[Saved entries]
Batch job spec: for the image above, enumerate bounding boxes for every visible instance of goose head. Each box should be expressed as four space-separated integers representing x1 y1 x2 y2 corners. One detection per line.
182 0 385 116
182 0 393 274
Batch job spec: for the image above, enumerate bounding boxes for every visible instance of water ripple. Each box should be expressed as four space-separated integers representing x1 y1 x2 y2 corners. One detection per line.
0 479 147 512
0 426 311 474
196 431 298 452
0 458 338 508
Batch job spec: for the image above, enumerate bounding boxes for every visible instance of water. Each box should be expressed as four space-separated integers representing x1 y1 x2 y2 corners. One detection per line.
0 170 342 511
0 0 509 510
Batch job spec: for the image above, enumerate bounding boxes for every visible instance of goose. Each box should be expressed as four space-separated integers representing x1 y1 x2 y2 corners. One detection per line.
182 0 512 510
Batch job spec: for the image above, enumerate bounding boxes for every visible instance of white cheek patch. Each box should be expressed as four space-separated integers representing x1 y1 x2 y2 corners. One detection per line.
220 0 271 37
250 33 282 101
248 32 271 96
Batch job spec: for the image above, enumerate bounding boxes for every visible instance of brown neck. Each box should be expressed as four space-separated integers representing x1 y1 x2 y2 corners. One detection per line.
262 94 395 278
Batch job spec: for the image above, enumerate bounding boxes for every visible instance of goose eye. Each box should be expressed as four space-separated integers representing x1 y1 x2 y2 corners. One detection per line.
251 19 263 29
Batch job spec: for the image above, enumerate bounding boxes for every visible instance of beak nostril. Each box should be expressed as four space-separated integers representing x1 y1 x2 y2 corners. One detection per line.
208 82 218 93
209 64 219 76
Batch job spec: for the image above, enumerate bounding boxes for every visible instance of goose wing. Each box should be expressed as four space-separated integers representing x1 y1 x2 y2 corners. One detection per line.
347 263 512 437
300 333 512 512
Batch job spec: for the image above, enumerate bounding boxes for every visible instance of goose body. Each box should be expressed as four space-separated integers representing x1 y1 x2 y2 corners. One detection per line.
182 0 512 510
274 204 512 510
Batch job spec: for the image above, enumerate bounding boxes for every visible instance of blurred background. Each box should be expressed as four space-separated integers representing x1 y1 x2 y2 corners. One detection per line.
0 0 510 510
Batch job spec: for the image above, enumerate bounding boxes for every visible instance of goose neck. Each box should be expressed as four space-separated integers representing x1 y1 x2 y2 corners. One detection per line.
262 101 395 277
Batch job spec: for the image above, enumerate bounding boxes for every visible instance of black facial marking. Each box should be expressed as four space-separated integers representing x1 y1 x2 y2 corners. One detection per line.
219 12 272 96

### Exercise directions
Please copy the line that contains "instance of blurred" and each line after it through the end of the records, exactly, and no other lines.

### Exercise solution
Batch job spec: for the image above, enumerate bounding boxes for every visible instance of blurred background. Each box should be expressed as four space-separated integers representing x1 y1 x2 y2 corners. One detection per line.
0 0 510 510
Batch job spec: for the image above, enumerate bounding boxes for every visible instance of goose neck. Each box should be expressed as four space-separated integers representing x1 y1 x2 y2 corners. One detection per line.
262 101 395 277
Batch job spec: for the image above, enumerate bounding boxes for every visible instance of black facial marking. Each box should be expressed as four space-separated integers representing x1 y1 x2 y2 corners. One detection per line.
219 12 272 96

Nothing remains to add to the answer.